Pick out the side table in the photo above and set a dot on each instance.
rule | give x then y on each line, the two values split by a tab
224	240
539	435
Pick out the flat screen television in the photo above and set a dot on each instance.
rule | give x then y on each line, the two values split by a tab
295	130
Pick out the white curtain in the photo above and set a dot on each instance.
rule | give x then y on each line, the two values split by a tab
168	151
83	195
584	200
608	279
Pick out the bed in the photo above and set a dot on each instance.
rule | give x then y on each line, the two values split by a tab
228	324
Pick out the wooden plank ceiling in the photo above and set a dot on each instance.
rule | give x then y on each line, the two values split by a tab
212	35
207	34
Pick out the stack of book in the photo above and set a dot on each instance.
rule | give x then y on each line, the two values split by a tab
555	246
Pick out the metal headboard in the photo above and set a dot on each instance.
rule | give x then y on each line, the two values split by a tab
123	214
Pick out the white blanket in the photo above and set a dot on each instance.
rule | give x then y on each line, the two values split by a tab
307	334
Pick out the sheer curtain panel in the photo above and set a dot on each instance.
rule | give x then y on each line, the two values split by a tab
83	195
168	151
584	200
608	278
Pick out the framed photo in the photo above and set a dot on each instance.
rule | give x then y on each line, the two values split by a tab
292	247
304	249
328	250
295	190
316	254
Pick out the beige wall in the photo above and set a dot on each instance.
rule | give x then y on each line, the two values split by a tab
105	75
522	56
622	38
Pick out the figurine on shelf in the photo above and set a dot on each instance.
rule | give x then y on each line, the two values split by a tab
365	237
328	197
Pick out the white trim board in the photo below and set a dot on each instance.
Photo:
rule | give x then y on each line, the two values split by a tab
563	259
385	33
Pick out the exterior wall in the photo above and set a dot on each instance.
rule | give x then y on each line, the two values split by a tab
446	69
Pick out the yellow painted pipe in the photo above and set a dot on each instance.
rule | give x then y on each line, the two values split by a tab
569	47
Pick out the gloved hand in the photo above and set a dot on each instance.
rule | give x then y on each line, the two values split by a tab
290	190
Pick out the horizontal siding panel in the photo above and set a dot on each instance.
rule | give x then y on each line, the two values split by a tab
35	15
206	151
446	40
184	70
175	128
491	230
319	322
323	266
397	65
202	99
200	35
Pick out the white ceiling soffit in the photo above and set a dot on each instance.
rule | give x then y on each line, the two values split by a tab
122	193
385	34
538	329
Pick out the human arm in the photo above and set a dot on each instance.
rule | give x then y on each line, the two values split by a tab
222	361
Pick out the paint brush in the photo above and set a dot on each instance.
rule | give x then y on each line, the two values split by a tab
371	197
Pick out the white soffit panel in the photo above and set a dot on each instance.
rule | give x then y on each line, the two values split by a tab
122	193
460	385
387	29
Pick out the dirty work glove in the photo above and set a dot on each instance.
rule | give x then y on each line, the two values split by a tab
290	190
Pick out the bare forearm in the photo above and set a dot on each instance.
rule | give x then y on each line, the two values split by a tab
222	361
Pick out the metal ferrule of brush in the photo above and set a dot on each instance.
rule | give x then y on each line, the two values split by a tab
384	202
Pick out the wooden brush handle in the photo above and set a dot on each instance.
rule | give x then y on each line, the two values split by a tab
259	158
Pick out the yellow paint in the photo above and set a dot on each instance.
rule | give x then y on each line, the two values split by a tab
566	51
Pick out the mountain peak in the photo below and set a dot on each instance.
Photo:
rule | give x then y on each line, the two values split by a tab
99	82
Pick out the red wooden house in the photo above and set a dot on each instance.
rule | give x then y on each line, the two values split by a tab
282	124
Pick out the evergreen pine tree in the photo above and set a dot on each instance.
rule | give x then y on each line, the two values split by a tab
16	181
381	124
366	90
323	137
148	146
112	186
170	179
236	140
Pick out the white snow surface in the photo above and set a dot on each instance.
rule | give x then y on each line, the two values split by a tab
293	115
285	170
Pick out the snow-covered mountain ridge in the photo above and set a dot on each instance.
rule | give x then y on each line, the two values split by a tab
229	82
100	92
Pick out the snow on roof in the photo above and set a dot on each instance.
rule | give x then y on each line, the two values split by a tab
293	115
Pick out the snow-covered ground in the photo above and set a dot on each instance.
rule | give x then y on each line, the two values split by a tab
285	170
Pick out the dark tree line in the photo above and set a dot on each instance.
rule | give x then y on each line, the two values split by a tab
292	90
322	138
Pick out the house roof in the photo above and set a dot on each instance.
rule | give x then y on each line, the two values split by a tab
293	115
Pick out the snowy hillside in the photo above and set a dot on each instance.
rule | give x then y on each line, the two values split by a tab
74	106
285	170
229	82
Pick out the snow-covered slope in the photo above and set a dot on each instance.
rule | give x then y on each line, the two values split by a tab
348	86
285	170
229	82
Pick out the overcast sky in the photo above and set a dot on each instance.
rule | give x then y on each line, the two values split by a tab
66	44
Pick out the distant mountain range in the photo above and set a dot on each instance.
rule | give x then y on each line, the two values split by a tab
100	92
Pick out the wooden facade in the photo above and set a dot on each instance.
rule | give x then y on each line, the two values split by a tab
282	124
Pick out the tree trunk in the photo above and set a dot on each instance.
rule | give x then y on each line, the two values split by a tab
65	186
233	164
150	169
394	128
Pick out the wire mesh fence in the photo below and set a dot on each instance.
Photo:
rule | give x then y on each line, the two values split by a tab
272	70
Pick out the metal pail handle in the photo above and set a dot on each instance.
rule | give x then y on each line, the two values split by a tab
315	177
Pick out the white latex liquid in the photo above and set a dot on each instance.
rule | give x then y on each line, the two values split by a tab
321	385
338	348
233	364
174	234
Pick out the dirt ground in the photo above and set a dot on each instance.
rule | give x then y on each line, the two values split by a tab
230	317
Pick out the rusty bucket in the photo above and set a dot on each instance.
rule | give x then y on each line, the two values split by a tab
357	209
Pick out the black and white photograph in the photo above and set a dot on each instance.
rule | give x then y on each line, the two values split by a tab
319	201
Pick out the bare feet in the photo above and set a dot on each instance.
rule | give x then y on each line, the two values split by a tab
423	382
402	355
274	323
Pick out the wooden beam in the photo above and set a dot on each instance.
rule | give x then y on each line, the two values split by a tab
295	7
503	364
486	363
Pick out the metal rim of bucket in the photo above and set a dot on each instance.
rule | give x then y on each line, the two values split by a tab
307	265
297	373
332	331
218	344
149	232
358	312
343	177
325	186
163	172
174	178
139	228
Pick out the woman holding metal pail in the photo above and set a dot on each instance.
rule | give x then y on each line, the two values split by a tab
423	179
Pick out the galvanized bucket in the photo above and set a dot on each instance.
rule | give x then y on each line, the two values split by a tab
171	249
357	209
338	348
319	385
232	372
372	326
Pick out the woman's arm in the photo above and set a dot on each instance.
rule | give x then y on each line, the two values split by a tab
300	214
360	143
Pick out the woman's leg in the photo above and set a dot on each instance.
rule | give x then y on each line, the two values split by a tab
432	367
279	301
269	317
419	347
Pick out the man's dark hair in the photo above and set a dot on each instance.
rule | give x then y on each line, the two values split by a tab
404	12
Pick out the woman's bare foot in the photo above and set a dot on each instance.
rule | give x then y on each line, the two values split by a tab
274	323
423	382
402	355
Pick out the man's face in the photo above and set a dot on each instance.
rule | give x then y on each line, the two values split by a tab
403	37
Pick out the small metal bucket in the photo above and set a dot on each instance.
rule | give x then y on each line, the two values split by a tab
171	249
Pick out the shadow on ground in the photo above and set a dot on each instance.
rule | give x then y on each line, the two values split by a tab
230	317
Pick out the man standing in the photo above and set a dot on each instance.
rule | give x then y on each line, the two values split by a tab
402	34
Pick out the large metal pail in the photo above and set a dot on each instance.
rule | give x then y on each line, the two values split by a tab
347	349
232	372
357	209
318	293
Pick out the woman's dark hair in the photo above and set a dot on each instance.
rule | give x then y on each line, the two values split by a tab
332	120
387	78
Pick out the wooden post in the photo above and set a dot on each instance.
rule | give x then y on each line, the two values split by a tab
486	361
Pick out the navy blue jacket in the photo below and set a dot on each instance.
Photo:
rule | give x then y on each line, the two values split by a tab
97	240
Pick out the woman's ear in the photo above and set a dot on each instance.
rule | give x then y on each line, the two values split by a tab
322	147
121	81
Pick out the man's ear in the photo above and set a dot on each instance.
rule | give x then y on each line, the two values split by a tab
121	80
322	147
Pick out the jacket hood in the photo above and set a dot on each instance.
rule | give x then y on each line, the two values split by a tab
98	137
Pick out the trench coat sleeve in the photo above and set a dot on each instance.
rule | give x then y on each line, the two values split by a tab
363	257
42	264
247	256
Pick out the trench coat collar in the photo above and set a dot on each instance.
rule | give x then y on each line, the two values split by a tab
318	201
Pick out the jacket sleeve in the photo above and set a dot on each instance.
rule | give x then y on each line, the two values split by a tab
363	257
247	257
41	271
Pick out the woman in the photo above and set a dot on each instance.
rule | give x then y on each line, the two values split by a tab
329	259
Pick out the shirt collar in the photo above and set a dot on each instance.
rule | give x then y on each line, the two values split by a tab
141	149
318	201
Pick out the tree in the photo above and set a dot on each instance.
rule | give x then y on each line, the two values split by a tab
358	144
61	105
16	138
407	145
☆ ☆ ☆ ☆ ☆ ☆ ☆
**Exercise aim:** Each line holding the word "jacket" must be copied from the data.

**Your response:**
Pick out the navy blue jacket in the photo below and set a dot on each instance.
Pick out the jacket hood in the photo above and set a dot on each instance.
Pick out the jacket sleeve in the photo above and set a dot on each instance.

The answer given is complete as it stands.